-------- Source material
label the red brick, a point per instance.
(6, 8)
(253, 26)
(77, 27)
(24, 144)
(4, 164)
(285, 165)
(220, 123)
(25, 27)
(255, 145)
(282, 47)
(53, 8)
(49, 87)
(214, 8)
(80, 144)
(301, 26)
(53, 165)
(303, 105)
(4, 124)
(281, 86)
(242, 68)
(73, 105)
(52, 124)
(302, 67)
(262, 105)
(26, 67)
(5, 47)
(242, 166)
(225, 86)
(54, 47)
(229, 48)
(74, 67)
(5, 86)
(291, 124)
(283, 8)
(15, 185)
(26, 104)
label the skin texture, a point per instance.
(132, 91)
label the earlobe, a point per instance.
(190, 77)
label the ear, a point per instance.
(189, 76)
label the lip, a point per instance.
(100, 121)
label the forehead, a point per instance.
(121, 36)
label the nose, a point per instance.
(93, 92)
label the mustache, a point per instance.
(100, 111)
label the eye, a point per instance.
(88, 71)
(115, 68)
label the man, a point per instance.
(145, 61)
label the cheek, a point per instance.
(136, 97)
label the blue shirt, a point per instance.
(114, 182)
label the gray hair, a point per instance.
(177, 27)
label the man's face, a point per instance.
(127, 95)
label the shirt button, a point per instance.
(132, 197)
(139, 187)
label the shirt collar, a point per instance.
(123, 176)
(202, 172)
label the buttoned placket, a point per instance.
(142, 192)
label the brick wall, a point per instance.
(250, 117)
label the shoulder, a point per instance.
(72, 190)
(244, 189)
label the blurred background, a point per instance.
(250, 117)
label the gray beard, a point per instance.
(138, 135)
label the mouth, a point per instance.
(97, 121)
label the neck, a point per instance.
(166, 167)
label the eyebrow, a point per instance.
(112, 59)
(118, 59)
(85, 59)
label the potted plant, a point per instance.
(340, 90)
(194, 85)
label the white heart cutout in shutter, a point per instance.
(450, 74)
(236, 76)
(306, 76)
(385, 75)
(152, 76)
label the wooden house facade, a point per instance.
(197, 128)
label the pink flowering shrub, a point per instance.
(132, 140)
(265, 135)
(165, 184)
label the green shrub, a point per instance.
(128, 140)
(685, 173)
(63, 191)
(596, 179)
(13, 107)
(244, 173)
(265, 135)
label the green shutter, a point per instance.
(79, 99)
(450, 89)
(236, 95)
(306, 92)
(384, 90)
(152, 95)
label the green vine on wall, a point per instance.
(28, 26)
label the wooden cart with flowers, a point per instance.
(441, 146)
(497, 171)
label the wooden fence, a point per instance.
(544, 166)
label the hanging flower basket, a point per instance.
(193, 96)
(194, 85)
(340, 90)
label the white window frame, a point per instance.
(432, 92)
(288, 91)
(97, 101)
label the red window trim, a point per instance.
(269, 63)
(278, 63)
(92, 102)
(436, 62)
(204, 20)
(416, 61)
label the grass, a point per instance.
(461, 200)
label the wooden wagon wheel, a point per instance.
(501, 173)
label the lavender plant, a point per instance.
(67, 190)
----------------
Exercise: Reproduce the data, keeping every line exactly the same.

Output of the exercise:
label the red brick, a point per instance.
(6, 8)
(253, 26)
(77, 27)
(24, 144)
(4, 164)
(285, 165)
(220, 123)
(25, 27)
(255, 145)
(282, 47)
(53, 8)
(49, 87)
(214, 8)
(80, 144)
(301, 26)
(53, 165)
(303, 105)
(4, 124)
(281, 86)
(242, 68)
(73, 105)
(52, 124)
(302, 67)
(262, 105)
(26, 67)
(5, 47)
(242, 166)
(225, 86)
(54, 47)
(229, 48)
(74, 67)
(5, 86)
(291, 124)
(283, 8)
(15, 185)
(26, 104)
label the skin texture, a point per instance.
(132, 91)
label the earlobe, a point per instance.
(190, 77)
label the ear, a point per instance.
(189, 76)
label the lip, a point per instance.
(100, 121)
label the forehead, a point per instance.
(121, 36)
label the nose, a point per instance.
(93, 92)
label the mustache, a point per instance.
(100, 111)
label the eye, a point per instance.
(88, 71)
(115, 68)
label the man, a point per instance.
(145, 61)
label the cheek, a point per instance.
(136, 97)
label the blue shirt, a point per instance.
(114, 182)
label the gray hair, a point per instance.
(177, 27)
label the man's face, a point per instance.
(127, 95)
label the shirt button, a point per instance.
(132, 197)
(139, 187)
label the shirt collar, a point per instance.
(123, 176)
(202, 172)
label the buttoned placket, a point per instance.
(142, 192)
label the brick wall, a point per instance.
(250, 117)
label the shoulder, a point per instance.
(72, 190)
(244, 189)
label the blurred background, a point per instance.
(250, 117)
label the gray beard, a point per instance.
(138, 135)
label the mouth, a point per instance.
(97, 121)
label the neck, a point per instance.
(166, 167)
label the eyebrow, a point per instance.
(112, 59)
(118, 59)
(85, 59)
label the potted plant, a point per instance.
(340, 90)
(194, 85)
label the white heart cutout in shutter, a point per instance.
(450, 74)
(236, 76)
(306, 76)
(385, 75)
(152, 76)
label the wooden house facade, a point per instance.
(197, 128)
label the pink flowering shrub, a point per instance.
(132, 140)
(265, 135)
(165, 184)
label the green shrub, a point per instance.
(128, 140)
(685, 173)
(63, 191)
(596, 179)
(13, 107)
(244, 173)
(265, 135)
label the green shutter, a point per instance.
(79, 99)
(450, 89)
(236, 95)
(306, 92)
(384, 90)
(152, 95)
label the green vine on wall, a point per instance.
(28, 26)
label the wooden cart with flowers, a point per instance.
(441, 146)
(497, 171)
label the wooden fence, a point per instance.
(544, 166)
label the hanging flower basket, a point per instance.
(193, 96)
(194, 85)
(340, 90)
label the white window frame, a point per instance.
(432, 92)
(288, 91)
(97, 101)
label the red window trim, a point per instance.
(269, 63)
(278, 63)
(92, 102)
(436, 62)
(204, 20)
(416, 61)
label the grass, a point per instance.
(461, 200)
label the wooden wagon wheel, a point per instance.
(501, 173)
label the lavender plant, a point per instance.
(67, 190)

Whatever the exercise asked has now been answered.